┌──
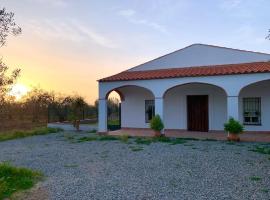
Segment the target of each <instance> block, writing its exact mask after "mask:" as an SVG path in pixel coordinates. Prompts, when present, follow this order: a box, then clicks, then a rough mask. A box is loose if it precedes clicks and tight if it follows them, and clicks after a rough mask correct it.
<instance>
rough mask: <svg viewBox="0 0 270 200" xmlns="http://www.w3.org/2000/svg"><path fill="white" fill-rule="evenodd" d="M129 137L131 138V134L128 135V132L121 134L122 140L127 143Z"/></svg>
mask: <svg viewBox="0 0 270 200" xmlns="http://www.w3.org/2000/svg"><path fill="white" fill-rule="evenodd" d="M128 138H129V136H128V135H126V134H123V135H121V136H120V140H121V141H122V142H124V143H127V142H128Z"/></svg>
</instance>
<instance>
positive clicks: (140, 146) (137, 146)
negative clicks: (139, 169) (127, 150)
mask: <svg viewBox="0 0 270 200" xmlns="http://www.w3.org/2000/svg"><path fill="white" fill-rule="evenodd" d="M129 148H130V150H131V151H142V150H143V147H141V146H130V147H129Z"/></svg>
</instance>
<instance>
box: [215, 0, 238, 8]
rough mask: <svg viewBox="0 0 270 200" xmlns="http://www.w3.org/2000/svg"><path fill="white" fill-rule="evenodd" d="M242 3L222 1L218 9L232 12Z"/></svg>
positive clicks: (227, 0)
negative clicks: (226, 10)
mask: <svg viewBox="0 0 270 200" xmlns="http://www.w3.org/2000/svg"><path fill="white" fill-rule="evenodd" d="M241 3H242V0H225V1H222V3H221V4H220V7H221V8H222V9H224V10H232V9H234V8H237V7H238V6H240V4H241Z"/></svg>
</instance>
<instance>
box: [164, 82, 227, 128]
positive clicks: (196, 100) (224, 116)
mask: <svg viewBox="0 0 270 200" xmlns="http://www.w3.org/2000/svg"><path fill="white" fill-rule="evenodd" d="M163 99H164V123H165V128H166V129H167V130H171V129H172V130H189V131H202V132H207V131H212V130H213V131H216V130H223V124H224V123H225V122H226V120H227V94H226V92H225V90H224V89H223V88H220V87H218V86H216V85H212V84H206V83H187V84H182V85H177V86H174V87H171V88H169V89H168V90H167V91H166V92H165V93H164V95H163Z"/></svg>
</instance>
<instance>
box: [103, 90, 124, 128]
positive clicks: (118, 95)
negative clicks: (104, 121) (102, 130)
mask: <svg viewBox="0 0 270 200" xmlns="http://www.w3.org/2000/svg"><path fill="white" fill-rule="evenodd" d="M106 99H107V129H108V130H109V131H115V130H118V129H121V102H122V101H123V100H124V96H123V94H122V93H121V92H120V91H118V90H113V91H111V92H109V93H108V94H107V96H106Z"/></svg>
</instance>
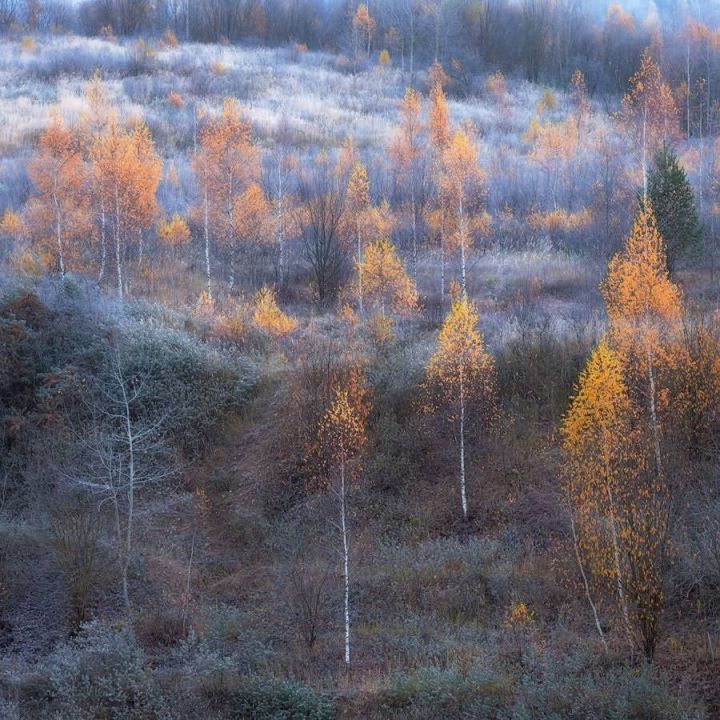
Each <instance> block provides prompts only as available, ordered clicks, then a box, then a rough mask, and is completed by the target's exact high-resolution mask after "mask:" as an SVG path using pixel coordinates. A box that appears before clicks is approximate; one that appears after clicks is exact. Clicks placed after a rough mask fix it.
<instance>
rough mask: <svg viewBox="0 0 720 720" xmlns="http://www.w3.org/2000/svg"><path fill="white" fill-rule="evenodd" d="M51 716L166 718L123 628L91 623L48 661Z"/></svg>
└──
┌──
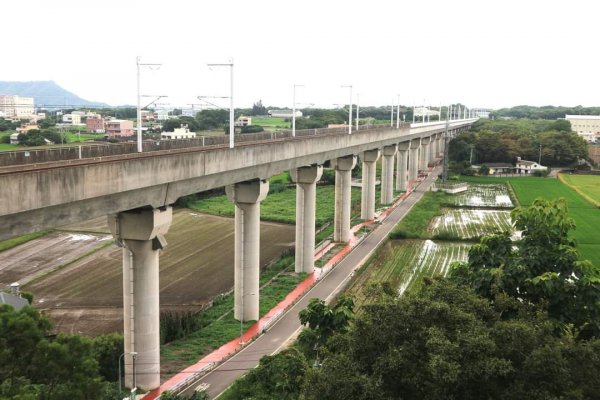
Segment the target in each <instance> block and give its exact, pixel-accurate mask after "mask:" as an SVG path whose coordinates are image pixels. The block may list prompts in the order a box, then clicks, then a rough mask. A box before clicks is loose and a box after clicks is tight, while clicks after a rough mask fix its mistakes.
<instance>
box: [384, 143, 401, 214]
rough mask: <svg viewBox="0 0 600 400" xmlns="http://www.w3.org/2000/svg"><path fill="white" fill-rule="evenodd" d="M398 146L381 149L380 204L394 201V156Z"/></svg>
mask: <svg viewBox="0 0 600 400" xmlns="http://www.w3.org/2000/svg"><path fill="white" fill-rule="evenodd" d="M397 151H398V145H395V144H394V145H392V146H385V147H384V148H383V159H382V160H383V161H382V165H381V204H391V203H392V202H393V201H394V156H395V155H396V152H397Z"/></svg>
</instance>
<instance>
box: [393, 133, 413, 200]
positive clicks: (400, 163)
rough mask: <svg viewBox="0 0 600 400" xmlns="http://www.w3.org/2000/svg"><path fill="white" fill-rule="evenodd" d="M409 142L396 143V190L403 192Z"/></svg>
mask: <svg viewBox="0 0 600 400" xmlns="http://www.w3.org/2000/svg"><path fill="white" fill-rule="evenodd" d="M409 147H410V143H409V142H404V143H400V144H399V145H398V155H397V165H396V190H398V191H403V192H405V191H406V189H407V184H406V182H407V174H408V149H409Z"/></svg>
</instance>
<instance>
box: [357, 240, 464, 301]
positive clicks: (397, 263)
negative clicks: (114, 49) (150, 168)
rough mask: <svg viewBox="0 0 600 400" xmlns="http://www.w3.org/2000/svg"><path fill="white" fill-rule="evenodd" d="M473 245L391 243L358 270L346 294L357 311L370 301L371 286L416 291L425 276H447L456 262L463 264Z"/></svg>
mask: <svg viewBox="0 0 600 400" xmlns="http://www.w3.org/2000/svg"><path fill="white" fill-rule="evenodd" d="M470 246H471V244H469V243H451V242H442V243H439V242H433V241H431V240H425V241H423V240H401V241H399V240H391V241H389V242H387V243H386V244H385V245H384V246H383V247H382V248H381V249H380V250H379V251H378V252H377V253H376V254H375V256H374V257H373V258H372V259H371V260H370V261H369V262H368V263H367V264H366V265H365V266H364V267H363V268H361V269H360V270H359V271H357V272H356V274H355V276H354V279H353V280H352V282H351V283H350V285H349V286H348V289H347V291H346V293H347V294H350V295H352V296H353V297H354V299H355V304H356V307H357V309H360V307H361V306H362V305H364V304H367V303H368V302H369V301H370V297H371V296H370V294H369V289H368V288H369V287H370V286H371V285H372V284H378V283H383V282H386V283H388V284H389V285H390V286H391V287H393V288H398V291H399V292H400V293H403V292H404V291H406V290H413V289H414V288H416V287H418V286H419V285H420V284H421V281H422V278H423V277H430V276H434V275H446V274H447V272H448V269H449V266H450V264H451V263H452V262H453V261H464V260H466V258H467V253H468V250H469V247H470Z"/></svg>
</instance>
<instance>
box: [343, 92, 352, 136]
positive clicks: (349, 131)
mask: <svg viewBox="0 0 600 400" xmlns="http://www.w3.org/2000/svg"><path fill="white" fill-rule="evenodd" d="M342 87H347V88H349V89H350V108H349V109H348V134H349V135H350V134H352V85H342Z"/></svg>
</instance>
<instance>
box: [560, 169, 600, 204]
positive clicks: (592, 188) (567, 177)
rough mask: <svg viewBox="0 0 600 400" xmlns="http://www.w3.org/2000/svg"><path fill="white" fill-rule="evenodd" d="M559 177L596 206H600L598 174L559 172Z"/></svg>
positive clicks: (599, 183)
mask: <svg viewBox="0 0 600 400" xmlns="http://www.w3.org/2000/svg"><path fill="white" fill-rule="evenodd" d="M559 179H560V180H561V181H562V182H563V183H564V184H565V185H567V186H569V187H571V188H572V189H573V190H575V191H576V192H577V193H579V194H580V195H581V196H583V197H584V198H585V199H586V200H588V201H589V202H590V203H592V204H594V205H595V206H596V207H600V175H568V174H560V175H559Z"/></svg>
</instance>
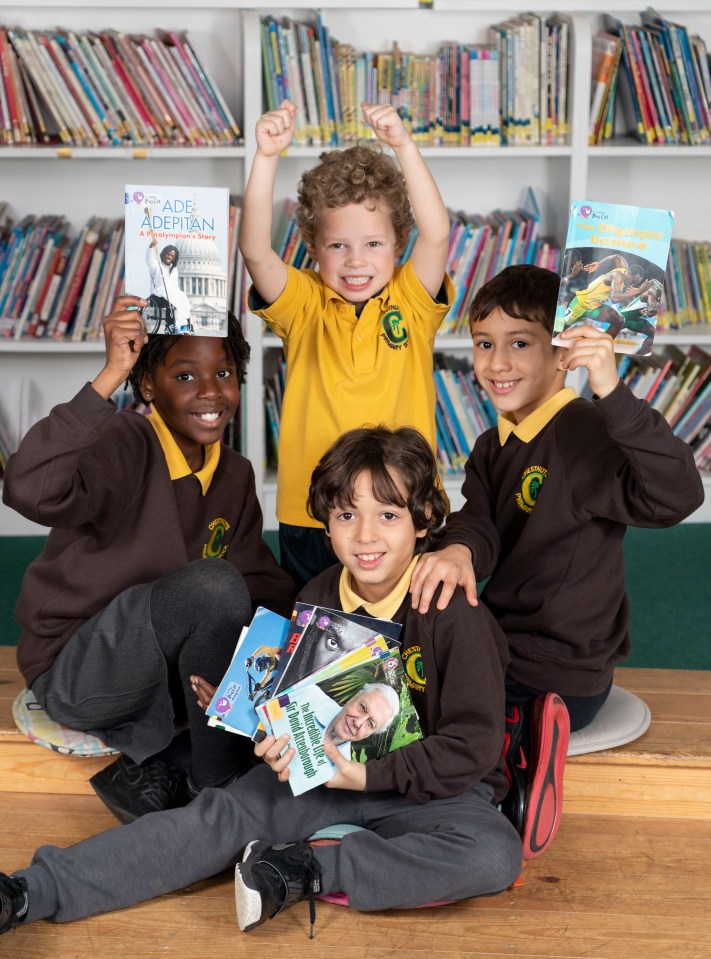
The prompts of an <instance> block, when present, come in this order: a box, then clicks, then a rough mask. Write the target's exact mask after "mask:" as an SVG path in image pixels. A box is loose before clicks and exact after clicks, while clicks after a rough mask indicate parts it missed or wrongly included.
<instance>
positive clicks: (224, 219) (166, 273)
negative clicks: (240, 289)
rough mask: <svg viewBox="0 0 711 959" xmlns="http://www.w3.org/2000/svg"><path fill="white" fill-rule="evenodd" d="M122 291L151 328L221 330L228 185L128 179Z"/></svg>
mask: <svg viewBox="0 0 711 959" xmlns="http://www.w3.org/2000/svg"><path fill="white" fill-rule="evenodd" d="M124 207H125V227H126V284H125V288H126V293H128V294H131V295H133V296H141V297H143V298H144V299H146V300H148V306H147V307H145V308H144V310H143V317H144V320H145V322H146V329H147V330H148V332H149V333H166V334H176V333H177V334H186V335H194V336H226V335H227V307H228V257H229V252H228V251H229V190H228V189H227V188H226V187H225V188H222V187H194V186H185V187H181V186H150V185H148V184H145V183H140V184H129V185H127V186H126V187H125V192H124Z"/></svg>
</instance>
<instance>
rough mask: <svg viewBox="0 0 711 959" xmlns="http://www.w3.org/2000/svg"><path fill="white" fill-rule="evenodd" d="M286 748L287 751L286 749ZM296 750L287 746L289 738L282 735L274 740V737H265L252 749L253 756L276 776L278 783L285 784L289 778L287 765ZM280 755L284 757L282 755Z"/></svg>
└──
┌──
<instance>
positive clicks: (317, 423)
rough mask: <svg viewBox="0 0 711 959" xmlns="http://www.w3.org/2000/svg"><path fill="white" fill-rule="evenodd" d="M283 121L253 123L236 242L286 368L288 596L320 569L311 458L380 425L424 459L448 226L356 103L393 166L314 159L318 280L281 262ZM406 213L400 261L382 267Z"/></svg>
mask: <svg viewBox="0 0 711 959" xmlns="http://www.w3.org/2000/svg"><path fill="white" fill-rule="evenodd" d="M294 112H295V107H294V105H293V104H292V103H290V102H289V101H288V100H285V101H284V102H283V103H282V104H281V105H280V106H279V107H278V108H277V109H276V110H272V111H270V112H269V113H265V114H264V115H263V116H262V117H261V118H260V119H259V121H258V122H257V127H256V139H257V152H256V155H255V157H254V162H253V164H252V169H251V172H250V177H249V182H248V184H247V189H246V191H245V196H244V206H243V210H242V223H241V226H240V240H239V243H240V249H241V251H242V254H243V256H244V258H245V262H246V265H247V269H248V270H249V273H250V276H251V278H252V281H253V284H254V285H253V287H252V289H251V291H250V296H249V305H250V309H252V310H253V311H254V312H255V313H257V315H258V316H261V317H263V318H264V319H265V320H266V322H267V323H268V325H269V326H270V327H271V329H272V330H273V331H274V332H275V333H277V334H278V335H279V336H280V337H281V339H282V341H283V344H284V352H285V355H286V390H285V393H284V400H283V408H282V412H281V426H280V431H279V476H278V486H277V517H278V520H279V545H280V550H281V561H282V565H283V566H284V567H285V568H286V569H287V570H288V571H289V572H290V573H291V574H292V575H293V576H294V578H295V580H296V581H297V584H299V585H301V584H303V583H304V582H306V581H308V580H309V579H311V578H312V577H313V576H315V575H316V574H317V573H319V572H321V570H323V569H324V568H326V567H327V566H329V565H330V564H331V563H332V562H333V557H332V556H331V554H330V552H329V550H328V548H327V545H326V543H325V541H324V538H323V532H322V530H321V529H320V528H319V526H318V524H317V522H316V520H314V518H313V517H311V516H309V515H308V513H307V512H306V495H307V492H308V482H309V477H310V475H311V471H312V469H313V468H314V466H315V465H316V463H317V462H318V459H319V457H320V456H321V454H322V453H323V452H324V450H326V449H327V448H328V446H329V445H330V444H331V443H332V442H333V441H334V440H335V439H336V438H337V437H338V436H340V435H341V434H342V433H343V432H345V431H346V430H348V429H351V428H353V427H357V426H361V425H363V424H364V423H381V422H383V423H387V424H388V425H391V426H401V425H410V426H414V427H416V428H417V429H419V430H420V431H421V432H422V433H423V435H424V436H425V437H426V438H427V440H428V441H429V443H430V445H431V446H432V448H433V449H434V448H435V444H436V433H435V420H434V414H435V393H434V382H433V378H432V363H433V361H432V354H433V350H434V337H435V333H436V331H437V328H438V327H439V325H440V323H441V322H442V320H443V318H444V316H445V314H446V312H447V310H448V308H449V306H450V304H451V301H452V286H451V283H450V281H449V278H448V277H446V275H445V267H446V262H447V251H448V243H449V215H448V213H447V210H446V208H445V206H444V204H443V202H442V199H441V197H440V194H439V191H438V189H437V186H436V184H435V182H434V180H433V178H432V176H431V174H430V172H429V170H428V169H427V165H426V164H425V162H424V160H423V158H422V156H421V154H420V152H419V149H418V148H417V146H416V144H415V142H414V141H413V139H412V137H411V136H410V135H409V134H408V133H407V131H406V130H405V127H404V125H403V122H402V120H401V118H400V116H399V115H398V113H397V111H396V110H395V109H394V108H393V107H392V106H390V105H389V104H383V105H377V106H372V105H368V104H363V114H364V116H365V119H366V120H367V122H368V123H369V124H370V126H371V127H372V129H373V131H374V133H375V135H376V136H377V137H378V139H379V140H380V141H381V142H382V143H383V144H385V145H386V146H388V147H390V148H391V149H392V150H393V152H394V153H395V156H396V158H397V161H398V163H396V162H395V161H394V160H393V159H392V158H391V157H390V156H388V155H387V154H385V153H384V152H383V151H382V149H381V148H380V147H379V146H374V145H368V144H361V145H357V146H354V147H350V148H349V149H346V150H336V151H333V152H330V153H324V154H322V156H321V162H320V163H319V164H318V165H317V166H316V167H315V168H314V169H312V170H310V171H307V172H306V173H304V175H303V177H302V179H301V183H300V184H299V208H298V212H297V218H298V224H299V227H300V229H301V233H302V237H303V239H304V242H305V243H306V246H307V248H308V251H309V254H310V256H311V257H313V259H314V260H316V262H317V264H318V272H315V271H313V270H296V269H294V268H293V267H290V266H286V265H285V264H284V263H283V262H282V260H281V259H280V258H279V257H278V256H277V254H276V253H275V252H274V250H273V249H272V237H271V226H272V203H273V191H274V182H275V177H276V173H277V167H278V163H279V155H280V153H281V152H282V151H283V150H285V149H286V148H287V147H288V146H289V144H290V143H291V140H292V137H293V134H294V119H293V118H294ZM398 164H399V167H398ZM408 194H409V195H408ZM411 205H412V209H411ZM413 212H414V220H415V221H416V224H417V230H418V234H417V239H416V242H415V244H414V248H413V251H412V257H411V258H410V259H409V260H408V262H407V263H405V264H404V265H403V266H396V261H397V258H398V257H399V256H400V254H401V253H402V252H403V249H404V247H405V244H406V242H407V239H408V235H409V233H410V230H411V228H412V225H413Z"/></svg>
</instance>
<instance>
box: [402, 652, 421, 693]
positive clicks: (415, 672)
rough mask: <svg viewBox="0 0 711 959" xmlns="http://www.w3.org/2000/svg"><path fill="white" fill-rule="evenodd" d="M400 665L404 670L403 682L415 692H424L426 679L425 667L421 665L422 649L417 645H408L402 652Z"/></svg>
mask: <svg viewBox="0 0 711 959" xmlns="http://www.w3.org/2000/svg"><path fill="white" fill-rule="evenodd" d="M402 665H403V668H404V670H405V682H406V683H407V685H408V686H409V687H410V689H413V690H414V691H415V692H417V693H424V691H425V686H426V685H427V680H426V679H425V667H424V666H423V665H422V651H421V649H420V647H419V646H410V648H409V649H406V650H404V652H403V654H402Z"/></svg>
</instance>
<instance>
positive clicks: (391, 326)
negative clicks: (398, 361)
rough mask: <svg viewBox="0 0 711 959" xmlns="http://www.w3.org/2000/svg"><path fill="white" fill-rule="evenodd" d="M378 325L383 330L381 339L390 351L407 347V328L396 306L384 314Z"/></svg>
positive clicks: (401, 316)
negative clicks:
└──
**Aim of the task**
Please give the number of lines above that contain the string "when", and nothing more.

**Answer box**
2